EXERCISE AIM
Output the records exactly, and drop each picture.

[Stored data entries]
◇ ◇ ◇

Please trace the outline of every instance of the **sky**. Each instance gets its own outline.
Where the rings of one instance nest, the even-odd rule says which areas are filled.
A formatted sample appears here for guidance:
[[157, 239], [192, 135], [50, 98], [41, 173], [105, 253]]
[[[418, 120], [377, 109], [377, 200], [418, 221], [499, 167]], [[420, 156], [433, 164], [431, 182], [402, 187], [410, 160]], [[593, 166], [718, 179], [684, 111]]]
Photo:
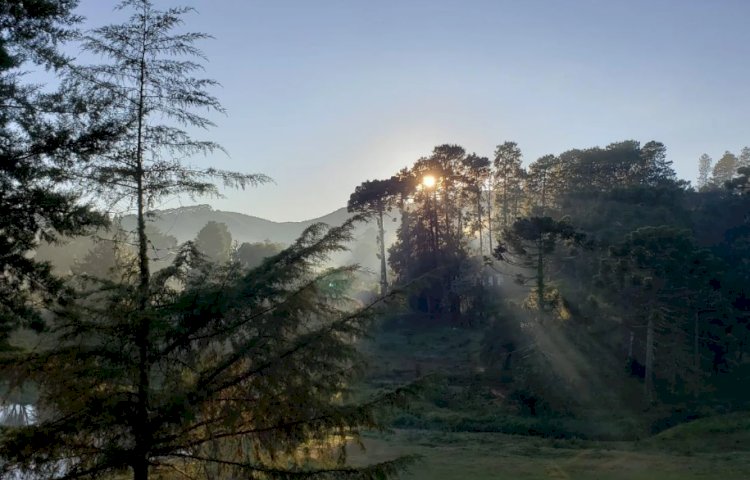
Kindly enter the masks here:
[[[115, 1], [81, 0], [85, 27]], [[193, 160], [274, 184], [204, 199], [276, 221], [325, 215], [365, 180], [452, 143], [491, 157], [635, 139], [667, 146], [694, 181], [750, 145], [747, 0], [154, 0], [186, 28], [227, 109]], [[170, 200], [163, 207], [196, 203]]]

◇ ◇ ◇

REPLY
Please trace the outline of every instance of the **sky**. Each instance gets its own outline.
Where the rings of one instance nest, the even-odd rule says which areas are filled.
A formatted sample appears here for guidance:
[[157, 239], [192, 135], [50, 98], [41, 173], [105, 253]]
[[[418, 120], [377, 109], [377, 200], [418, 221], [499, 167]], [[420, 156], [433, 164], [431, 182], [402, 187], [410, 160]], [[593, 166], [718, 179], [684, 111]]]
Photo:
Kindly enter the masks here:
[[[115, 1], [81, 0], [85, 27]], [[193, 160], [274, 184], [204, 199], [276, 221], [325, 215], [365, 180], [452, 143], [491, 157], [635, 139], [667, 146], [694, 181], [750, 145], [747, 0], [154, 0], [186, 28], [227, 109]], [[170, 200], [163, 207], [196, 203]]]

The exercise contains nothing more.